PROBLEM DETAILS — What is the number of lines in the data below that contain "frame"? Answer with that number and no other words.

MATERIAL TO PROCESS —

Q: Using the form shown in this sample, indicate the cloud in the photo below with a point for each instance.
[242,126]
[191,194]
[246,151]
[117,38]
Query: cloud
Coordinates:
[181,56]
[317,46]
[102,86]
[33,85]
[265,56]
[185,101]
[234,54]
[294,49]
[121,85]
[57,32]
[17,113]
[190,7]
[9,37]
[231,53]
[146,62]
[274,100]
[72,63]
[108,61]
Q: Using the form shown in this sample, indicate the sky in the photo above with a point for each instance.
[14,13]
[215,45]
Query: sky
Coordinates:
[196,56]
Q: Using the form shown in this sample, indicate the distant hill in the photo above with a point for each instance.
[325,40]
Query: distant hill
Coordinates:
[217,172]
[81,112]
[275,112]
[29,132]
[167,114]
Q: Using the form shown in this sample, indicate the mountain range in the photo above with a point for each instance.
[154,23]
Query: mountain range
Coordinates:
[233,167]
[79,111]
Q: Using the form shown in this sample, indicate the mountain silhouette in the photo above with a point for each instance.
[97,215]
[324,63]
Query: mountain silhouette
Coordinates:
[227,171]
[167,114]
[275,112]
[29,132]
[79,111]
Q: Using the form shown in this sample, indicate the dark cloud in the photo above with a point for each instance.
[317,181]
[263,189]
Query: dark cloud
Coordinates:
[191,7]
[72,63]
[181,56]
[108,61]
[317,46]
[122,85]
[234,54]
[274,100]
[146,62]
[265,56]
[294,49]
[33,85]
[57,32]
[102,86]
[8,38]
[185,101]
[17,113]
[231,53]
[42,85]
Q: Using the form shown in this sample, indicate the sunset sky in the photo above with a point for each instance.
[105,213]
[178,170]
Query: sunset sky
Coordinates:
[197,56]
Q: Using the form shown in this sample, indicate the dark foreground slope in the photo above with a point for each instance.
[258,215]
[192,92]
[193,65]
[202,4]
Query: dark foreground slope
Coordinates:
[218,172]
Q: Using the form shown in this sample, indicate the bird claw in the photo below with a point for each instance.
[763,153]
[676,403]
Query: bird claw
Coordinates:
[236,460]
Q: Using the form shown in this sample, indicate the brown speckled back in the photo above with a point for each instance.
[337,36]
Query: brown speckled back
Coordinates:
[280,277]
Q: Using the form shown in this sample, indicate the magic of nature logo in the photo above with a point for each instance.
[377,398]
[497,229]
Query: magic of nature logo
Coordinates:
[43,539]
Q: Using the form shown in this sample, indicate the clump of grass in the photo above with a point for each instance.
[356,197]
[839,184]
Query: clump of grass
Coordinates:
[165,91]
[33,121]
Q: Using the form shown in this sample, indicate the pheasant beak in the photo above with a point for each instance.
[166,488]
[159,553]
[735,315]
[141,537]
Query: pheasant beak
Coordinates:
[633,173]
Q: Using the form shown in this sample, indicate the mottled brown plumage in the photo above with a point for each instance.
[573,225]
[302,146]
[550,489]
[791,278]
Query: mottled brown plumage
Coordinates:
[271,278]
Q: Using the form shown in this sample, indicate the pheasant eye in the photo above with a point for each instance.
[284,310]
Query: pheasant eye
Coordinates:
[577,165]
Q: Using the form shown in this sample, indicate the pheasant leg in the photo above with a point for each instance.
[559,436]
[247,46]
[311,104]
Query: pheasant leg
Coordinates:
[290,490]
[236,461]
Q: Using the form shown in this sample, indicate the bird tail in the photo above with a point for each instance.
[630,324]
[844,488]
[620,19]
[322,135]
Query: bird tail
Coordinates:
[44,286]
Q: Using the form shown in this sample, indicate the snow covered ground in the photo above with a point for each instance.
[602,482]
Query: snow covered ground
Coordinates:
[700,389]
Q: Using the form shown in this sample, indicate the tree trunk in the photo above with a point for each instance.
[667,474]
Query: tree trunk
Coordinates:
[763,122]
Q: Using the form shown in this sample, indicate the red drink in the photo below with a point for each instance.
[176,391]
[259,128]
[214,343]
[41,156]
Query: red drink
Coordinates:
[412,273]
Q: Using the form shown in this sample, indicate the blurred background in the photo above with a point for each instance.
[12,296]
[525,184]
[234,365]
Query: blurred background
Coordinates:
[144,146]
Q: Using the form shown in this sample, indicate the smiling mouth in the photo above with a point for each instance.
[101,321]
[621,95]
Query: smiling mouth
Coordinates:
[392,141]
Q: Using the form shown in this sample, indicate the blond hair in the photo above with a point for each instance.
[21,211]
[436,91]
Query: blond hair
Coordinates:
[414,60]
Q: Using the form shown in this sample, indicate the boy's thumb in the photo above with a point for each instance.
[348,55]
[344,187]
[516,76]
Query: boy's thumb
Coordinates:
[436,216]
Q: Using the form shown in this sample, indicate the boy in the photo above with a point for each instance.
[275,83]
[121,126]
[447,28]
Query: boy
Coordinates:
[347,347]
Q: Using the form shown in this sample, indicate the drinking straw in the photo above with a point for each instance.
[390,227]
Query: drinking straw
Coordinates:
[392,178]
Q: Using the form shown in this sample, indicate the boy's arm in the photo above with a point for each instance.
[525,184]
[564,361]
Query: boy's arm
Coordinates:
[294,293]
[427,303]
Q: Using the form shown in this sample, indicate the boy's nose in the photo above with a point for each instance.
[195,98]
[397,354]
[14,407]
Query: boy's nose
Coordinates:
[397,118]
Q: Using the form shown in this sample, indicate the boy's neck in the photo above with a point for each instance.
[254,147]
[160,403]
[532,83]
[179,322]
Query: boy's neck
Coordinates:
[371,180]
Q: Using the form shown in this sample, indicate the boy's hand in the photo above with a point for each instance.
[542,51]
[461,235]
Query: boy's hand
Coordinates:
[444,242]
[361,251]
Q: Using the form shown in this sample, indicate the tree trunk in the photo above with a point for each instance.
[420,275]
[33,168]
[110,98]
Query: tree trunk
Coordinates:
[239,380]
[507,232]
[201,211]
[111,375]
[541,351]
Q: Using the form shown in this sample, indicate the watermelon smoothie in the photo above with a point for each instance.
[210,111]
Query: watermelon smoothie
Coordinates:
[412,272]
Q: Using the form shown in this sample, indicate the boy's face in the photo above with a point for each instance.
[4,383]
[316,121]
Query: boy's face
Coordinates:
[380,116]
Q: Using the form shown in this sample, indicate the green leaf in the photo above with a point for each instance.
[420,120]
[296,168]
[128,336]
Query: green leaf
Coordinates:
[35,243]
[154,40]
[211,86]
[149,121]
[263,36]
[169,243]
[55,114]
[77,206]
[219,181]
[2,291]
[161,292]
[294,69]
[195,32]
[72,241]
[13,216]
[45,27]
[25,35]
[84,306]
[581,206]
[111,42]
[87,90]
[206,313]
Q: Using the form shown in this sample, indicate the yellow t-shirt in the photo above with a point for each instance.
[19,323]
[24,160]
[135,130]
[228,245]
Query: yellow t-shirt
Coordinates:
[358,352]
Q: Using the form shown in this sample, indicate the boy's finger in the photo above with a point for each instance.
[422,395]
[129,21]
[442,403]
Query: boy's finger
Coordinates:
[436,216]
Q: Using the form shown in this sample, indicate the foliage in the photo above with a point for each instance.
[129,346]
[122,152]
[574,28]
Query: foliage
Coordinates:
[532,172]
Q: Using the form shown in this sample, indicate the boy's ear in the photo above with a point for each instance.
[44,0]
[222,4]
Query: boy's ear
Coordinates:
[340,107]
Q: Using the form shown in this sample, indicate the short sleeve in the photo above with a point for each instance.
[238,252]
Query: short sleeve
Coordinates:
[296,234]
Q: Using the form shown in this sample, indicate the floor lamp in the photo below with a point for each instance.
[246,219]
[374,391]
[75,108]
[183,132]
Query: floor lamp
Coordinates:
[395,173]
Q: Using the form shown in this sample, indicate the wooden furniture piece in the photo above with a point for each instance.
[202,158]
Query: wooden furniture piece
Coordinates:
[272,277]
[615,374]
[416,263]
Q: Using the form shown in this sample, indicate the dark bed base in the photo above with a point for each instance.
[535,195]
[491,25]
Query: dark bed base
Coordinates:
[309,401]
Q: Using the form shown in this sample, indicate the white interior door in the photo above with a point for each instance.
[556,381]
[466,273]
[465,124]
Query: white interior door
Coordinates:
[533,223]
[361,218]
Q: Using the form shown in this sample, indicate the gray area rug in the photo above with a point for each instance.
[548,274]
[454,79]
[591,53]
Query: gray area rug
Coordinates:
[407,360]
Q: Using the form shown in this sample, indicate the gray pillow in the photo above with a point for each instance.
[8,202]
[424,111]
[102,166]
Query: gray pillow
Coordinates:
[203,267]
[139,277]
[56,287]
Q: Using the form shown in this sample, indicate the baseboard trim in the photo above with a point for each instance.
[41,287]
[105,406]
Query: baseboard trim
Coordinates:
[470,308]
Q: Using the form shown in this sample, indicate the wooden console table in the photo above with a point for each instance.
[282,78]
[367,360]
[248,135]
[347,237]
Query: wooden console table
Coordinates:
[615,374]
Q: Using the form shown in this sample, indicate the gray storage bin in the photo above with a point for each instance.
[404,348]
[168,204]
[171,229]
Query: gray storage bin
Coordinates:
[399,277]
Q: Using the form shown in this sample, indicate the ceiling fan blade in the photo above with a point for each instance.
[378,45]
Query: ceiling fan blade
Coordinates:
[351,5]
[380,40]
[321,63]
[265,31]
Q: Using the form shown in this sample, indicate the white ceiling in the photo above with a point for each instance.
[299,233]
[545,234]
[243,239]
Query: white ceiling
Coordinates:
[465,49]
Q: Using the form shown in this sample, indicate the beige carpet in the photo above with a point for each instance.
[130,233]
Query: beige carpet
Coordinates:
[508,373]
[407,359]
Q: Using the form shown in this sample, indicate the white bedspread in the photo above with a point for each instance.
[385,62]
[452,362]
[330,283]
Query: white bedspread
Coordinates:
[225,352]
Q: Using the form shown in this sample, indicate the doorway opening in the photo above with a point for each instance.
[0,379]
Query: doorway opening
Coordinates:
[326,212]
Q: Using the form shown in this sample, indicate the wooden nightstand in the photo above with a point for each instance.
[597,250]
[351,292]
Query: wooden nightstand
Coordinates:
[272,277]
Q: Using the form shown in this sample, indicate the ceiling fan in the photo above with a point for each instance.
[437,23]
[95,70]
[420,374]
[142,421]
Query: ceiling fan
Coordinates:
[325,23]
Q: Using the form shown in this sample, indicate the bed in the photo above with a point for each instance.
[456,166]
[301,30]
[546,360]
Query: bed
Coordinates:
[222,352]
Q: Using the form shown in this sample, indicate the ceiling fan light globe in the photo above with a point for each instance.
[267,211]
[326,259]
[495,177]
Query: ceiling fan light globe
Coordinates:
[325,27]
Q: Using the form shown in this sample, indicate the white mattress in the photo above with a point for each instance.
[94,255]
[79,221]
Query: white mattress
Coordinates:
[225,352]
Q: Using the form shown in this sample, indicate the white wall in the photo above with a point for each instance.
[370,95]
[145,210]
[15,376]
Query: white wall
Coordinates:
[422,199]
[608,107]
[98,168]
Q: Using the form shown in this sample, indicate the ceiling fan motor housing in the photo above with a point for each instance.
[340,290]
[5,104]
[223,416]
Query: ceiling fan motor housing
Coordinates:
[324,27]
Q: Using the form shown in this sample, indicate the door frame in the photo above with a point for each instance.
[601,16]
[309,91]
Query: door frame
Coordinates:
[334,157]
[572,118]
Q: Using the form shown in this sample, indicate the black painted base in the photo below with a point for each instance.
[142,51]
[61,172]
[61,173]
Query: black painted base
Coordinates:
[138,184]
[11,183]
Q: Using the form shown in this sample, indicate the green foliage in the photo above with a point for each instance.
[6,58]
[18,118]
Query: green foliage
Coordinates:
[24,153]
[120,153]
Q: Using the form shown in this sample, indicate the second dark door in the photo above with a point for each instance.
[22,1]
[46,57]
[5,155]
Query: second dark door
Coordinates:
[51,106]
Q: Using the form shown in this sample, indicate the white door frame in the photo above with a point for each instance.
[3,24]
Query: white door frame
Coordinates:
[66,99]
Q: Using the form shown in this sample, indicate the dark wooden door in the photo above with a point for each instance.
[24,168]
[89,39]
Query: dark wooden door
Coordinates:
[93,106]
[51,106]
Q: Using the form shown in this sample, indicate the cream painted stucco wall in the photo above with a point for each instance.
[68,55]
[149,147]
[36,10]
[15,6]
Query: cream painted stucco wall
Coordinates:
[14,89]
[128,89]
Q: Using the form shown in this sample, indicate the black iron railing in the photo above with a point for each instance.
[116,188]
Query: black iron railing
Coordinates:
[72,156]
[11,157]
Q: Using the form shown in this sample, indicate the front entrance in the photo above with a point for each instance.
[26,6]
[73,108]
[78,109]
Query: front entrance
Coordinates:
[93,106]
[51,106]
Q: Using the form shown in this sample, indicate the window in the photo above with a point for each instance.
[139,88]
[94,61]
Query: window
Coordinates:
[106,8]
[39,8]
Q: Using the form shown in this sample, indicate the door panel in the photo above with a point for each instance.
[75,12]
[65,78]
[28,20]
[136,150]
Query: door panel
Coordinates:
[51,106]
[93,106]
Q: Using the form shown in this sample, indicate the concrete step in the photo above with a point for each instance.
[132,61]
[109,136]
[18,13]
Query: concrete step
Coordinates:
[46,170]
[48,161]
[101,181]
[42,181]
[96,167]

EXERCISE RESPONSE — 4